**** TEXT UNDER STUDY
He currently works as a policy fellow for Elemental Excelerator, a clean tech organization redesigning the systems at the root of climate change. His daughter is teaching him how to surf.

Serving as the chief resilience officer for Honolulu offered me a front-row seat to the kind of iterative governance that will increasingly be required to meet the demands of the climate crisis.”

Josh Stanbro

The climate crisis, pandemic, and racial injustice movement converging in 2020 underscored the reality that resilience will be a defining principle for 21st century America. The year also capped a four-year resilience sprint initiated by Mayor Kirk Caldwell of Honolulu, the 12th-largest municipality in the nation, propelling us from having nearly no sustainability capacity and focus in 2016 to competing as a national leader in the field by 2021.

The catalyst for Honolulu’s climate ambition was rooted directly in its residents. Voters turned out in force in November 2016, approving a city charter amendment by an 18-point margin that mandated Honolulu to establish an Office of Climate Change, Sustainability and Resiliency—referred to as the “Resilience Office.”20 At the time, Honolulu was the only municipal office in the nation with the words “climate change” directly named in the title. Honolulu’s experience over the past four years sheds light on what it will take at the federal, state, and local levels to survive, adapt, and thrive in the incredibly challenging years to come.

There truly is wisdom in community; that was the fundamental value Honolulu adopted in developing its resilience strategy.21 Rather than hold a few perfunctory public meetings to reach the minimum public notice standards, the Resilience Office spent evenings and weekends throughout 2017 and 2018 meeting with community members at neighborhood boards, churches, backyards, and even a car dealership. Essentially, the office was always enthusiastically willing to meet citizens where they were. Open-ended questions were asked about what kept people up at night and how they would prioritize addressing shocks and stresses that they perceived as facing our island. As a result, the O’ahu Resilience Strategy was built from the direct input of more than 2,000 residents, utilizing their words and their solutions. In the end, residents helped Honolulu shape 44 discrete actions that addressed areas of weakness and updated an area of existing strength to meet the challenges of the future.
********
**** DATASET
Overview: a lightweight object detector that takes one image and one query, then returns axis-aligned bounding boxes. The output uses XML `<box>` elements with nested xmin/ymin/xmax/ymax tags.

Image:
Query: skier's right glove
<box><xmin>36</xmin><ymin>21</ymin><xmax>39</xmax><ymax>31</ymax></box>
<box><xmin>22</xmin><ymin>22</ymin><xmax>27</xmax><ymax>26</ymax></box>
********
EXERCISES >>
• a. Reproduce the Honolulu resilience passage word for word, from "Josh Stanbro" to "field by 2021.".
• b. In the Honolulu resilience passage, list every place where the Resilience Office met with community members.
• c. Decide whether each statement agrees with the Honolulu resilience passage. Answer yes or no for each, and quote the words that settle it.
(i) Voters approved the city charter amendment by an 18-point margin.
(ii) The O'ahu Resilience Strategy was built from the input of fewer than 1,000 residents.
(iii) Honolulu is the 10th-largest municipality in the nation.

LIST OF ANSWERS >>
• a.
Josh Stanbro

The climate crisis, pandemic, and racial injustice movement converging in 2020 underscored the reality that resilience will be a defining principle for 21st century America. The year also capped a four-year resilience sprint initiated by Mayor Kirk Caldwell of Honolulu, the 12th-largest municipality in the nation, propelling us from having nearly no sustainability capacity and focus in 2016 to competing as a national leader in the field by 2021.

• b. neighborhood boards, churches, backyards, a car dealership

• c.
(i) Yes: "approving a city charter amendment by an 18-point margin"
(ii) No: "built from the direct input of more than 2,000 residents"
(iii) No: "the 12th-largest municipality in the nation"